Task requirements: Copy the records below exactly as they appear.

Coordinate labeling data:
%%

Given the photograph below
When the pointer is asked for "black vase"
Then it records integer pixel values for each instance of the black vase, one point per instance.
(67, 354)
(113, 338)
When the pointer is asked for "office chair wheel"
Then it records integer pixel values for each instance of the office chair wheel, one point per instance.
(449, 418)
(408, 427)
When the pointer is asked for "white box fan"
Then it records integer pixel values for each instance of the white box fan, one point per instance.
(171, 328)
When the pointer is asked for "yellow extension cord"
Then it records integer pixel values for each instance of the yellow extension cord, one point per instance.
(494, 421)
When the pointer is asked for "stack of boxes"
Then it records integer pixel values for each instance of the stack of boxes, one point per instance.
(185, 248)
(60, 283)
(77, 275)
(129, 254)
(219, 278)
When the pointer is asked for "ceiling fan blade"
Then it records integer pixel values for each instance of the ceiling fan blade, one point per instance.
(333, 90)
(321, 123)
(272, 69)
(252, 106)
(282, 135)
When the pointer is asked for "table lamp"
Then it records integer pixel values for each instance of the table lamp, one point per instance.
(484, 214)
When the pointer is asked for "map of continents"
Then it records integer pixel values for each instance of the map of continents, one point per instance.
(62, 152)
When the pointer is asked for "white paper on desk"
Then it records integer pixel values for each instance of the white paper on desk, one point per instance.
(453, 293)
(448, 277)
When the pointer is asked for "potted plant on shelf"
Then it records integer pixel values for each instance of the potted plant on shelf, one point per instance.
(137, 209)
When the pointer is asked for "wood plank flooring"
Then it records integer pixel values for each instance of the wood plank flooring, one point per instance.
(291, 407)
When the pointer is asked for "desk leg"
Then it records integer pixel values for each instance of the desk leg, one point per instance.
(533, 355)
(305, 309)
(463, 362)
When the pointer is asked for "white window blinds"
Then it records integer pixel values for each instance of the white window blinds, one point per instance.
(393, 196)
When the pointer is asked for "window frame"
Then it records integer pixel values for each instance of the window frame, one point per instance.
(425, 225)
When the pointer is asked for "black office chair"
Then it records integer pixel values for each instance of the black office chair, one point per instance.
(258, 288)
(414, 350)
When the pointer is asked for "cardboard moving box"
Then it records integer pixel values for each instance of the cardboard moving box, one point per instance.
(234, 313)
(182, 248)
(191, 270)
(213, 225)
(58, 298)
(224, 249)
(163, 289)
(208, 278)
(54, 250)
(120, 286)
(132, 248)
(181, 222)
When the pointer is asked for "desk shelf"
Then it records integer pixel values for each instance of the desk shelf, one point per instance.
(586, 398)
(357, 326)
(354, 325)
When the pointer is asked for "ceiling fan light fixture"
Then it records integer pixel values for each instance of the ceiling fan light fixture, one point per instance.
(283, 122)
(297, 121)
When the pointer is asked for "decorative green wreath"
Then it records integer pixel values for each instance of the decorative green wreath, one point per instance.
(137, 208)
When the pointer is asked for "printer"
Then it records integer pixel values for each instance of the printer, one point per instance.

%%

The completed task:
Given the photograph below
When the pointer is asked for "black vase"
Then it records integer pixel values for each instance of the black vase, one point per instance.
(67, 354)
(113, 338)
When the pointer is asked for "office chair wheel"
Then it records integer pixel values for each instance of the office chair wheel, one point per instance.
(449, 418)
(408, 427)
When the pointer is asked for "white box fan"
Then it records integer pixel values for each instance of the white box fan, one point per instance.
(171, 328)
When the pointer is asked for "yellow extension cord"
Then it records integer pixel values for each instance of the yellow extension cord, one point per instance.
(494, 421)
When the pointer is asked for "stack of boxes"
Then it records integer pixel values for each instance of the stack of boxes, one point per instance.
(185, 248)
(60, 283)
(77, 275)
(129, 254)
(219, 278)
When the pointer is asked for "ceiling fan blade"
Then it records integer pixel values for each instance of the ceiling fan blade, one point per instance.
(333, 90)
(321, 123)
(272, 69)
(252, 106)
(282, 135)
When the pointer is asked for "table lamp"
Then it records integer pixel values for each instance of the table lamp, one point per instance.
(484, 214)
When the pointer is asked for "map of continents"
Then it records integer pixel values for each instance of the map of continents, one point per instance.
(62, 152)
When the pointer is asked for "white paper on desk"
Then it records integer pixel values for each instance of the white paper on desk, one point per instance.
(453, 293)
(448, 277)
When the pointer is asked for "potted plant on shelf"
Then it records integer pixel values for each instance of the potted plant on shelf, one point per instance.
(137, 209)
When the pointer is asked for "wood plank flooring"
Then it records integer pixel values for each instance of the wood plank flooring, one point per instance.
(291, 407)
When the pointer is asked for "desk leg"
Then it records integer pixel values for each instance of the desk leg, one point per instance.
(533, 355)
(305, 309)
(463, 362)
When the pointer is asked for "white window blinds"
Then it records integer pixel values for each instance of the white window blinds, one point per instance.
(393, 196)
When the pointer is asked for "window frame"
Then it records integer pixel values for each instance of the window frame, one point per instance.
(425, 225)
When the pointer is asked for "black office chair"
Then it records integer pixel values for each instance of the black office chair, one point per instance.
(258, 288)
(414, 350)
When the pointer is asked for "cardboard moving box"
Then it records integer pixel values for each instance of the cardboard moving box, one point per instance.
(234, 313)
(182, 248)
(191, 270)
(213, 225)
(58, 298)
(224, 249)
(163, 289)
(208, 278)
(54, 250)
(120, 286)
(132, 248)
(181, 222)
When the pointer is asked for "desk shelf"
Then it records integer pixel values for each instance of the desk shelf, one point per instance.
(586, 398)
(357, 326)
(354, 325)
When the pointer is asked for "ceiling fan light fixture"
Then it records integer pixel values for each instance of the ceiling fan light fixture, one point per instance.
(283, 122)
(297, 121)
When the pointer is asked for "decorative green wreath"
Then it records integer pixel values for each instance of the decorative green wreath, one point per instance.
(137, 208)
When the pointer is asked for "printer"
Then it records integer pixel values for each instance of the printer, one point per instance.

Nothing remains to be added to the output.